**CONSIGNA**
Resume en dos oraciones el texto sobre Shylock que aparece más abajo.

**TEXTO PROPORCIONADO**
Shylock, el solitario

"Me ha arruinado... se ha reído de mis pérdidas y burlado de mis ganancias, ha afrentado a mi nación, ha desalentado a mis amigos y azuzado a mis enemigos. ¿Y cuál es su motivo? Que soy judío. ¿El judío no tiene ojos? ¿El judío no tiene manos, órganos, dimensiones, sentidos, afectos, pasiones? ¿No es alimentado con la misma comida y herido por las mismas armas, víctima de las mismas enfermedades y curado por los mismos medios, no tiene calor en verano y frío en invierno, como el cristiano? ¿Si lo pican, no sangra? ¿No se ríe si le hacen cosquillas? ¿Si nos envenenáis no morimos? ¿Si nos hacéis daño, no nos vengaremos?".
Por Diego Niemetz

“Ha desalentado a mis amigos y azuzado a mis enemigos”, dice Shylock casi al comienzo de su famoso monólogo en El mercader de Venecia. Se ha discutido una enormidad si Shakespeare era o no antisemita o si la representación del personaje judío es denigrante o si, por el contrario, es humana y compasiva. En principio, yo diría no fue ni una cosa ni la otra y que, sobre todo, a esta altura importa muy poco. En lo personal, tiendo a creer que Shakespeare no conoció nunca a un judío real y que solamente intentó crear un personaje complejo. Pero insisto: poco importa cuál fue la intención de Shakespeare, porque no hay cómo justificar las suposiciones que podamos hacer. El monólogo, en cambio, nos permite pensar la naturaleza del antisemitismo y fundamentalmente el mecanismo que lo sostiene, es decir, la esencialización de un grupo humano.

El texto comienza con una primera persona del singular, en la que Shylock habla de sus motivos personales para estar enojado: Shylock sostiene que ha sido injuriado y, sobre todo, se ha quedado sin amigos “¿y cuál es su motivo? Que soy judío”. Luego, el texto deriva hacia una serie de impersonales, que aparecen en tercera persona del singular y que giran en torno a observaciones generales, que tienen su eje en la conformación humana, en la naturaleza misma del sujeto: desde las necesidades fisiológicas (como el hambre), hasta las emociones; el objetivo del impersonal es demostrar que un judío es, por naturaleza, tan humano como cualquier otro hombre de la tierra.

**DATOS REGISTRADOS**
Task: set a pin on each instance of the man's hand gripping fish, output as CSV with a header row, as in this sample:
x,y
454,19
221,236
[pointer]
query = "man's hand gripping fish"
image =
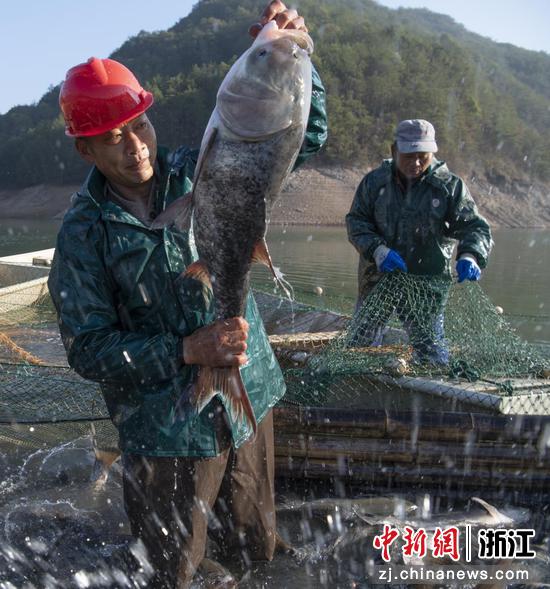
x,y
248,150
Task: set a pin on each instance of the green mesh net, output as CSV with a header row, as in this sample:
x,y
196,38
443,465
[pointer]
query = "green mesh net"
x,y
416,343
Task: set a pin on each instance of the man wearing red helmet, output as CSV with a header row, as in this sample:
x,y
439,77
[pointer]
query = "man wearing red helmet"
x,y
125,325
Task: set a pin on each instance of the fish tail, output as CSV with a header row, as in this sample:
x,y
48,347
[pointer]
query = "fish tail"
x,y
229,384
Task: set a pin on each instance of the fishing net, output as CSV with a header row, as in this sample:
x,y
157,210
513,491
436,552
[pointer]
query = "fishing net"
x,y
420,346
421,340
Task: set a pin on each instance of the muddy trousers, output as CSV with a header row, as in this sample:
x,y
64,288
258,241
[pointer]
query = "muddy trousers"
x,y
173,502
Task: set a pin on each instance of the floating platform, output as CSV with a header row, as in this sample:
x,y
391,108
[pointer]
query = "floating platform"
x,y
386,432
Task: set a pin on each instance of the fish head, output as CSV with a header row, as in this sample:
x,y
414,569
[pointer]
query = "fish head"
x,y
268,89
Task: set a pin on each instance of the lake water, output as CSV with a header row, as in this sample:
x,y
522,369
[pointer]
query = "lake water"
x,y
517,278
57,529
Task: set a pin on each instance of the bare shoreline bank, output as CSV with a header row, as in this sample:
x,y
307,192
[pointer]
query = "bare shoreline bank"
x,y
319,197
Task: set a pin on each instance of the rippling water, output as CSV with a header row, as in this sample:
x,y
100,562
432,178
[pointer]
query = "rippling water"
x,y
517,278
58,529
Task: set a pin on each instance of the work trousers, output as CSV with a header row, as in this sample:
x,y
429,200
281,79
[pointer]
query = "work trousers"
x,y
173,502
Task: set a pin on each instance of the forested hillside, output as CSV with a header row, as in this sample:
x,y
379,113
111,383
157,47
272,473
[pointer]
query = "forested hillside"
x,y
490,102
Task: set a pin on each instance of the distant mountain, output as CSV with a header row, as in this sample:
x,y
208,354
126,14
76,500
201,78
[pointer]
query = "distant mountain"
x,y
490,102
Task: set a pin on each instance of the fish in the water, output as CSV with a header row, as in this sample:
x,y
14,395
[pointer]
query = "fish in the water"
x,y
248,150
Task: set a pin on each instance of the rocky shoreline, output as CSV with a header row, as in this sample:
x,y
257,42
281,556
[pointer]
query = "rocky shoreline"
x,y
322,196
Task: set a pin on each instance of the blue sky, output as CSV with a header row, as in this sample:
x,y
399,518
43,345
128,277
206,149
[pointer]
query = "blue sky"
x,y
40,40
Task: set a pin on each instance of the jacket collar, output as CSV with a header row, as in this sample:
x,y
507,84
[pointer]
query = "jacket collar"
x,y
93,189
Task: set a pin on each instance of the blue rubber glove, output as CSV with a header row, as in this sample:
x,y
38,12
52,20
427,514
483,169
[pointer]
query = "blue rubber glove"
x,y
388,260
467,269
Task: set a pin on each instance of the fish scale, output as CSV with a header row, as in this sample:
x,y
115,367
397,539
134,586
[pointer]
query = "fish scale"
x,y
248,150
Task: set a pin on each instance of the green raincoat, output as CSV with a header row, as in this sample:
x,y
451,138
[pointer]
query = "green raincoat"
x,y
122,317
420,224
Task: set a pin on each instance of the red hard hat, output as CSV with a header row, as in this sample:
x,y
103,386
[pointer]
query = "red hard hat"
x,y
99,95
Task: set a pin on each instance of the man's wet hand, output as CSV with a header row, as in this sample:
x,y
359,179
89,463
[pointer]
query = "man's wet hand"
x,y
222,343
286,18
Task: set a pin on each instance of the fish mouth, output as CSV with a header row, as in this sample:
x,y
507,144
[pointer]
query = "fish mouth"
x,y
302,39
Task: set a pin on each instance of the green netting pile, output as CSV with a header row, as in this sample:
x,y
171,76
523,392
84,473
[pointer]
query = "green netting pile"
x,y
415,343
423,335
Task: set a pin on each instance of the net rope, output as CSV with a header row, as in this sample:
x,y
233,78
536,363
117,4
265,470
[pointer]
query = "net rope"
x,y
413,340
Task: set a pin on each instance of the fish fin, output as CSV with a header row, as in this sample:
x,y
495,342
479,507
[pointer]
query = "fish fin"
x,y
208,141
228,383
199,271
261,254
178,213
204,389
491,510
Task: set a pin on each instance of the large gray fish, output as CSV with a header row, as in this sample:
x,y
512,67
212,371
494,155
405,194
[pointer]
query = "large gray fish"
x,y
248,150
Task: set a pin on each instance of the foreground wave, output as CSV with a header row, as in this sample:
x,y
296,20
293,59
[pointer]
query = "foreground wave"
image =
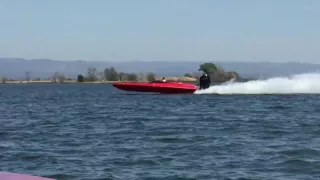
x,y
297,84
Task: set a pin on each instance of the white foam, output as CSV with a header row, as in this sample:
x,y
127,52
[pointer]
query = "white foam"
x,y
300,83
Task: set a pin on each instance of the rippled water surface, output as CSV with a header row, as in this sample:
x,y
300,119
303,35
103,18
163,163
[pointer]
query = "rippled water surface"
x,y
96,132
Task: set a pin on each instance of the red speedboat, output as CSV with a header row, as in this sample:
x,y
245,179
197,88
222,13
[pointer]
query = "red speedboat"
x,y
159,87
16,176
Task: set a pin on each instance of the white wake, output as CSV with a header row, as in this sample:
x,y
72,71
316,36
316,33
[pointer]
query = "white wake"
x,y
296,84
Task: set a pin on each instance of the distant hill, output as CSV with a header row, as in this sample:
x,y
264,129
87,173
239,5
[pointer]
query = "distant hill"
x,y
44,68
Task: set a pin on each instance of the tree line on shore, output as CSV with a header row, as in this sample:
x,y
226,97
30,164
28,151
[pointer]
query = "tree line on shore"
x,y
216,73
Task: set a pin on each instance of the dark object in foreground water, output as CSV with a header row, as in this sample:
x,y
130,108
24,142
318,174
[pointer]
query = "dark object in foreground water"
x,y
15,176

**RESPUESTA**
El texto sostiene que importa poco si Shakespeare era antisemita, pero que el monólogo de Shylock en El mercader de Venecia permite pensar la naturaleza del antisemitismo y el mecanismo que lo sostiene: la esencialización de un grupo humano. Según el análisis, el monólogo empieza en primera persona con los motivos personales del enojo de Shylock y luego pasa a impersonales en tercera persona que buscan demostrar que un judío es, por naturaleza, tan humano como cualquier otro hombre.